* _Your instructions_: Decide whether each statement below agrees with the news report about Hevan Lunsford: 1. Lunsford works as a nurse in Alabama. 2. The clinic the doctor referred her to was about a 180-mile drive west. 3. The doctor told her that Alabama law bars abortions after five months. For each one, answer yes or no and quote the words of the report that decide it.

━━ Document section

ATLANTA -- At a routine ultrasound when she was five months pregnant, Hevan Lunsford began to panic when the technician took longer than normal, then told her she would need to see a specialist.
Lunsford, a nurse in Alabama, knew it was serious and begged for an appointment the next day.
That's when the doctor gave her and her husband the heart-wrenching news: The baby boy they decided to name Sebastian was severely underdeveloped and had only half a heart. If he survived, he would need care to ease his pain and several surgeries. He may not live long.
Lunsford, devastated, asked the doctor about ending the pregnancy.
"I felt the only way to guarantee that he would not have any suffering was to go through with the abortion," she said of that painful decision nearly three years ago.
But the doctor said Alabama law prohibits abortions after five months. He handed Lunsford a piece of paper with information for a clinic in Atlanta, a roughly 180-mile drive east.
Lunsford is one of thousands of women in the U.S. who have crossed state lines for an abortion in recent years as states have passed ever stricter laws and as the number of clinics has declined.

━━━━
━━ Supplied records

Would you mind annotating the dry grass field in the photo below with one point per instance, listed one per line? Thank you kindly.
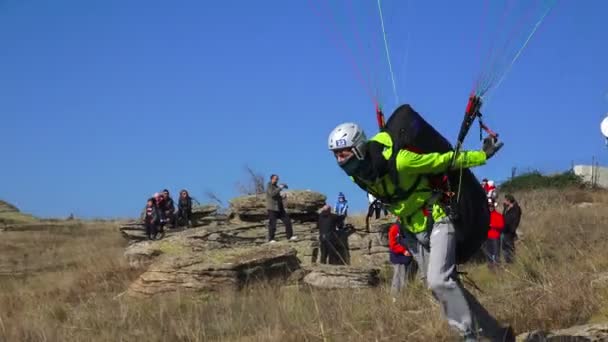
(66, 284)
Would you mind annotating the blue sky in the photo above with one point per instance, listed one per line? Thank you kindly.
(105, 102)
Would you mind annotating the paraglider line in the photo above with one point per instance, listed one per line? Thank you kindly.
(349, 54)
(388, 56)
(524, 45)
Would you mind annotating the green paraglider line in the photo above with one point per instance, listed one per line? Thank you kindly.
(388, 55)
(538, 23)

━━━━

* _Exercise result_:
1. Yes: "Lunsford, a nurse in Alabama"
2. No: "a clinic in Atlanta, a roughly 180-mile drive east"
3. Yes: "Alabama law prohibits abortions after five months"